> **WHAT YOU WILL DO**
Pick up the news article below about Newlight Technologies' plastic made from captured methane, and keep writing it from its last sentence.

A Costa Mesa, CA-based startup biotechnology company is touting a commercially viable way to make a thermoplastic using captured methane emissions. It said it could eliminate the need for petroleum product-based plastics, which require a significant amount of natural gas to produce.

Newlight Technologies contends it has a better and more cost-effective way to make plastics, and last Friday it signed a 20-year take-or-pay contract with a privately held, Houston-based global plastics and chemicals marketing firm, Vinmar International Ltd., for up to a billion pounds of Newlight’s “AirCarbon PHA(polyhydroxyalkanoates),” a PHA-based thermoplastic.

The company, founded in 2003 by two then-recent college graduates, produces AirCarbon by combining what it describes as a breakthrough high-yield biocatalyst with air and captured methane-based greenhouse gas (GHG) emissions, mostly captured from cow dung piles in dairy operations.

On its website, Newlight states its mission as “replacing oil-based plastics with GHG-based plastics on a global scale.” It counts among its customers global firms such as Dell Computer and the Body Shop retail chain. Last year the World Economic Forum named the company one of 24 “technology pioneers,”a designation it had given in the past to firms such as Google and Airbnb.

> **DATASET ROWS**
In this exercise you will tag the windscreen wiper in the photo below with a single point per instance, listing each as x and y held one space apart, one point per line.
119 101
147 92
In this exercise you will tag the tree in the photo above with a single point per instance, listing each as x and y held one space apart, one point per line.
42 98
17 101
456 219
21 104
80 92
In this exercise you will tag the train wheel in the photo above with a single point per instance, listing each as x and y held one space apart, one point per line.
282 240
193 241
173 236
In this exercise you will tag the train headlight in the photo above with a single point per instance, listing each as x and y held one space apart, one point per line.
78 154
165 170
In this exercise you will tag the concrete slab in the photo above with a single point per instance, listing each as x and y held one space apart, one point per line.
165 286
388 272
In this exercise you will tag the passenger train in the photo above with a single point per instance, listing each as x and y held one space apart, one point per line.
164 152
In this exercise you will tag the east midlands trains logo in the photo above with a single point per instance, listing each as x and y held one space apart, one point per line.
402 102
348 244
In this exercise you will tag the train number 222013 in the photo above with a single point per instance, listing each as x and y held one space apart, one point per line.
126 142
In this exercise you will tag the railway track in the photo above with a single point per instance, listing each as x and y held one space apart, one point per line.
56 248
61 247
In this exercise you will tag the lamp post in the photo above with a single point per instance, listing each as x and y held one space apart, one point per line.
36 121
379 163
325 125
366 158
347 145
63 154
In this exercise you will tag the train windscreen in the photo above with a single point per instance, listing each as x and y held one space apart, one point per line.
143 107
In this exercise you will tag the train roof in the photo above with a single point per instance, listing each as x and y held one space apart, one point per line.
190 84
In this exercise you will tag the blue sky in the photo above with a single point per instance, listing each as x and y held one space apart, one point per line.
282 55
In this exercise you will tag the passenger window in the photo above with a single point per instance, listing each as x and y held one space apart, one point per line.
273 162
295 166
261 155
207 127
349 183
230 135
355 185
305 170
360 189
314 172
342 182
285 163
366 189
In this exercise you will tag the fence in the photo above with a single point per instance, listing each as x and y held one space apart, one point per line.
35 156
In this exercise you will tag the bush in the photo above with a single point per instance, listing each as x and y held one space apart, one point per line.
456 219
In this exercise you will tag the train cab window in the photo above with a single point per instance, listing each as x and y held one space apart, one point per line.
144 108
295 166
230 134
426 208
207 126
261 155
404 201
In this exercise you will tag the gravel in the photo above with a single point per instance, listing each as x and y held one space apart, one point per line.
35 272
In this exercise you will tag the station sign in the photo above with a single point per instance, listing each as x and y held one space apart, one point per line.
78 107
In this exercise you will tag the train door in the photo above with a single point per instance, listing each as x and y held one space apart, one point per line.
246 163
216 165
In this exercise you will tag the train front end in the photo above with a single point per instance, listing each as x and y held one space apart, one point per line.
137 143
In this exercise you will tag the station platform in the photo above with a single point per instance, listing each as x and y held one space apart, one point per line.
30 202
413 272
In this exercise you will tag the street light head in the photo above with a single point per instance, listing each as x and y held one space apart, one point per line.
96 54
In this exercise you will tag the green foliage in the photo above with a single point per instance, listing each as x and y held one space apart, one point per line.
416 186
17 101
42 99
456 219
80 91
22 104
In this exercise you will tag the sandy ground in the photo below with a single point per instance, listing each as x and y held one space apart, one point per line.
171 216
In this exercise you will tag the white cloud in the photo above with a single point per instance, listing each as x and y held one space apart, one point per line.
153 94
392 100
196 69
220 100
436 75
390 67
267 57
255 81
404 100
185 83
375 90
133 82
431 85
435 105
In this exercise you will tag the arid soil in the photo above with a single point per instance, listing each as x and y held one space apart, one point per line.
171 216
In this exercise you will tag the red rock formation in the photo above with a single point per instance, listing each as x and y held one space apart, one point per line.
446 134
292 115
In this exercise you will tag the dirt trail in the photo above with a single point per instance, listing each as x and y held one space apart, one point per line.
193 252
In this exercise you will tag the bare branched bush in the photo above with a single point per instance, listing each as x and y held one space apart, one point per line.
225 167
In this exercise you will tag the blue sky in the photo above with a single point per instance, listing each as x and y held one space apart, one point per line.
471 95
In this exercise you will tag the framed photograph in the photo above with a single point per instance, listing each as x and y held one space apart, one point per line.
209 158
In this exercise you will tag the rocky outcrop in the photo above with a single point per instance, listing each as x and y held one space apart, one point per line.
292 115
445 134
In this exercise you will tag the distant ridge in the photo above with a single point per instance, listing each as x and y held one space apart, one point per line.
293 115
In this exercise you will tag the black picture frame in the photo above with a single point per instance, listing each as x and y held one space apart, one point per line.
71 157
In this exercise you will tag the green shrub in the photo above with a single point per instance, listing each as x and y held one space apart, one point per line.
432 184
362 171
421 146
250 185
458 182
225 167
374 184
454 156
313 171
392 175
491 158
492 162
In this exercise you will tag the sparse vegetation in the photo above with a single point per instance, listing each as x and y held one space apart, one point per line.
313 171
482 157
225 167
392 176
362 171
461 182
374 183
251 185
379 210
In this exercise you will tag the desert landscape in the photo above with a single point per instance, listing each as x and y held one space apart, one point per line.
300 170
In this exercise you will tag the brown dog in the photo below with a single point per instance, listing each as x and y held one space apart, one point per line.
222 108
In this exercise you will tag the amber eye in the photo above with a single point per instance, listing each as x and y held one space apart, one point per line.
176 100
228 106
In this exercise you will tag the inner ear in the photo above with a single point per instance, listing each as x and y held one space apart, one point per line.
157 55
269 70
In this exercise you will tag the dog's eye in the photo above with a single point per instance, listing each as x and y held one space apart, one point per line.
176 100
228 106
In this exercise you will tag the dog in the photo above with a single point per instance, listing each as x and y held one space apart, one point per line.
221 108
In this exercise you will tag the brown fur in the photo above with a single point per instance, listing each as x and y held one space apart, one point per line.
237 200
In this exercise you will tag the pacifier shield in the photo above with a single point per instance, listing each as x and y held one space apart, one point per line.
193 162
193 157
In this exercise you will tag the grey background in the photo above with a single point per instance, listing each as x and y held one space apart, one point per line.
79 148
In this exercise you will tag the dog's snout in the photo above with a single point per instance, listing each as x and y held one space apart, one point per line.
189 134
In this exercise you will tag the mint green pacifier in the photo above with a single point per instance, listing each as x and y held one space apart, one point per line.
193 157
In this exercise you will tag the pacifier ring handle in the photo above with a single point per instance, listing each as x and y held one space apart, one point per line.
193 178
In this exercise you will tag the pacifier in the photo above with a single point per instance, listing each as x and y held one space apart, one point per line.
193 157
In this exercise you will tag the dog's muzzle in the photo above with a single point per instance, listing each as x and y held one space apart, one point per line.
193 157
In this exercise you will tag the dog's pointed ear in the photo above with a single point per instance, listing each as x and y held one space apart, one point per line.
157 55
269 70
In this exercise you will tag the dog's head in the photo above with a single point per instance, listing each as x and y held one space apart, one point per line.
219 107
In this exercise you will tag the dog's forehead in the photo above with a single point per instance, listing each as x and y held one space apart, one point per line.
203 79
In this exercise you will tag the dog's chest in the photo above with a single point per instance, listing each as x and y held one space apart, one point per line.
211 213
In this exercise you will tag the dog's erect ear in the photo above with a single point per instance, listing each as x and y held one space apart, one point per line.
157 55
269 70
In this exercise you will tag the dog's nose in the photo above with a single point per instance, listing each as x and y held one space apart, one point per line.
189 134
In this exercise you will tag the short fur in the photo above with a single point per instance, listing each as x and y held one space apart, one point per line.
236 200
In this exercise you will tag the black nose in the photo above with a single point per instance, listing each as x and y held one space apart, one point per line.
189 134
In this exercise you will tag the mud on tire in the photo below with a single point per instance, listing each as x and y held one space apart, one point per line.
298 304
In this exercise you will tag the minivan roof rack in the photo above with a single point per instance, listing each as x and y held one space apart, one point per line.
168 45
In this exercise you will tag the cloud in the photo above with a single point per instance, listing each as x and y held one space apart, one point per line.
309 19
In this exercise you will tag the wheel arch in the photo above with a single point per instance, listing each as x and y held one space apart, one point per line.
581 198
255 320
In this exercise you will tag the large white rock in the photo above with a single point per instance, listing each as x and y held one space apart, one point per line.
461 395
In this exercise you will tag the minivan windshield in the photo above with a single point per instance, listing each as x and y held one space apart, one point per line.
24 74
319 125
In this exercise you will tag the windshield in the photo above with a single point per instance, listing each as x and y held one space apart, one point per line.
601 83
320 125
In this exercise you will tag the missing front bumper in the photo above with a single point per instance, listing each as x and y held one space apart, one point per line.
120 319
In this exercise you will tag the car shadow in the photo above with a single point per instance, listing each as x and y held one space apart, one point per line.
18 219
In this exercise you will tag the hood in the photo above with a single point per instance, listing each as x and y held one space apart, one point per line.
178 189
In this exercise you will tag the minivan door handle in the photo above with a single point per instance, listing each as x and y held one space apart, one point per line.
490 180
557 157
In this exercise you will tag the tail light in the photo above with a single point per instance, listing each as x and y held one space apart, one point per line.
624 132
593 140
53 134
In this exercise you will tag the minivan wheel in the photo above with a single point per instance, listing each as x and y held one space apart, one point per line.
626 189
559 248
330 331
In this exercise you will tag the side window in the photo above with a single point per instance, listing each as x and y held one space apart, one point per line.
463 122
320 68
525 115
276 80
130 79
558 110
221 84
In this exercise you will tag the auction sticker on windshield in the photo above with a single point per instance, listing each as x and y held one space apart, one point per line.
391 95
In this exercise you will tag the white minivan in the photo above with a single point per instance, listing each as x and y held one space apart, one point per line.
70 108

> **OUTPUT BELOW**
Newlight CEO co-founder Mark Herrema said the Vinmar contract vaults his company to a “world-scale volume” for its future production. Herrema, along with co-founder and Chief Technology Officer Kenton Kimmel, want to change the way the world makes materials by using GHG as a resource to do it.

“Demand for plastics will continue to grow globally, and AirCarbon addresses an important need in the market,” said Kartik Mehta, a Vinmar senior executive. “We believe Newlight’s advanced high-yield technology, unique cost structure, and commercial-scale operations position AirCarbon to effectively compete in the market on price and performance, allowing us to market AirCarbon PHA to a broad range of customers.”

Academics and others have questioned how much the Newlight technology might influence future climate change programs, but they all admit that every little bit helps. Other companies in California and elsewhere are working on similar technologies for converting waste methane to plastics.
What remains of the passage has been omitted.